==== DATA FOR THIS EXERCISE ====
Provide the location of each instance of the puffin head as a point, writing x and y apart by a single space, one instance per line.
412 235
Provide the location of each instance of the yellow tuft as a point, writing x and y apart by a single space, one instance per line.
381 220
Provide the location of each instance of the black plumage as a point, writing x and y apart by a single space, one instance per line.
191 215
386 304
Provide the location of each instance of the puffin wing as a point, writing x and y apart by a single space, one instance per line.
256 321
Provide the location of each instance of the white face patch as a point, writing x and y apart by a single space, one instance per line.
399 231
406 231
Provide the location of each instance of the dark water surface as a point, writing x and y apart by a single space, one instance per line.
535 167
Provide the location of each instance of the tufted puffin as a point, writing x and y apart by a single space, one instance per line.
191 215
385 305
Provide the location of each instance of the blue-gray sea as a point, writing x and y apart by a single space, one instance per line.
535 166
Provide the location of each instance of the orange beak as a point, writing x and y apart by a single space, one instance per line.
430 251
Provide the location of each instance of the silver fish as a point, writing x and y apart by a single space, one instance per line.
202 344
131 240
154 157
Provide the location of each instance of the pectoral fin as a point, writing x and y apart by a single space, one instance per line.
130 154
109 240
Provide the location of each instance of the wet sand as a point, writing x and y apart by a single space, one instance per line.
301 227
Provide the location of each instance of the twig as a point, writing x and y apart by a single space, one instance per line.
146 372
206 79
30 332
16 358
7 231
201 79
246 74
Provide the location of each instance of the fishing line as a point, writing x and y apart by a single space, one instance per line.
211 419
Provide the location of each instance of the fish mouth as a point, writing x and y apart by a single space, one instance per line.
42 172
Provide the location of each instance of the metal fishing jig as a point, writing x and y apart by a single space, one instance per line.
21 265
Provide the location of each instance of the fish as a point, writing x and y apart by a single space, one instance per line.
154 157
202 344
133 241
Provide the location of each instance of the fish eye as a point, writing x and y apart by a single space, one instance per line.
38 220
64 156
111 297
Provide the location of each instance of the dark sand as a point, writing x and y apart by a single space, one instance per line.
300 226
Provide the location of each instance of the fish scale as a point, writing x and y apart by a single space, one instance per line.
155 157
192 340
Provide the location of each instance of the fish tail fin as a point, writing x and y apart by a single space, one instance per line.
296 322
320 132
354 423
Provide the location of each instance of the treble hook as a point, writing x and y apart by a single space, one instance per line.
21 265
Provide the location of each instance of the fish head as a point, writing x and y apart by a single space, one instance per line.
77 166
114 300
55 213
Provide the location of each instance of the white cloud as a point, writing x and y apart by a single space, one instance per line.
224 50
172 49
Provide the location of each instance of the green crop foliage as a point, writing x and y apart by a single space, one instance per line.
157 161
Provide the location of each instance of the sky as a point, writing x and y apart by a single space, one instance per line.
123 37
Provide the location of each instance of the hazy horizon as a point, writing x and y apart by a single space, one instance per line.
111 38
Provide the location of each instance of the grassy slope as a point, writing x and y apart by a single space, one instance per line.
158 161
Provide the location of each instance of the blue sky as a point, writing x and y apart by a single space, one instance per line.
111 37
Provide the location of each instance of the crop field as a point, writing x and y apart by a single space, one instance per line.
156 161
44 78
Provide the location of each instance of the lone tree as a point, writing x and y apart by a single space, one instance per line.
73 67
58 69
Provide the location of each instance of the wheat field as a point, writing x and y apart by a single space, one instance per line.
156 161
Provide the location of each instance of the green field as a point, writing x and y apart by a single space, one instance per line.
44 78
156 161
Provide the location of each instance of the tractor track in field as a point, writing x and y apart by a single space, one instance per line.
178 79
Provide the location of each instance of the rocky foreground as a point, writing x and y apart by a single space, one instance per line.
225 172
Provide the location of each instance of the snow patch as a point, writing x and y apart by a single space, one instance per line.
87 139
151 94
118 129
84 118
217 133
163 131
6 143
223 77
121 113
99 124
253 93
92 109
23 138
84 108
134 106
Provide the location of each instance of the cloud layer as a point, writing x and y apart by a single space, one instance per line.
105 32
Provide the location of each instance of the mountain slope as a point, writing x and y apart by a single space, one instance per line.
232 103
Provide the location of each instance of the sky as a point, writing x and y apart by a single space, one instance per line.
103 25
====
• _SHORT TASK_
Everything from the line containing "Provide the location of each instance of the rocky" to the end of the records must be written out exactly; include both of those lines and no others.

• _RESULT OF THE EXERCISE_
Provide the location of each instance of the rocky foreground as a point, writing x and y apart by a single space, one instance per line.
225 172
Provide the location of each instance of the snow patch as a point, writing x and y apart by a single space, one instance per line.
87 139
151 94
118 129
84 118
217 133
163 131
6 143
223 77
121 113
99 124
253 93
92 109
23 138
84 108
134 106
Provide the location of each instance of the cloud layer as a point, writing x and y apart by a single space, one instance per line.
105 32
Provide the location of each instance of the mountain slope as a point, writing x and y apart by a single space, one instance per line.
232 103
Provide the location of each instance of the sky as a point, writing x and y apart by a single space, one instance per line.
103 25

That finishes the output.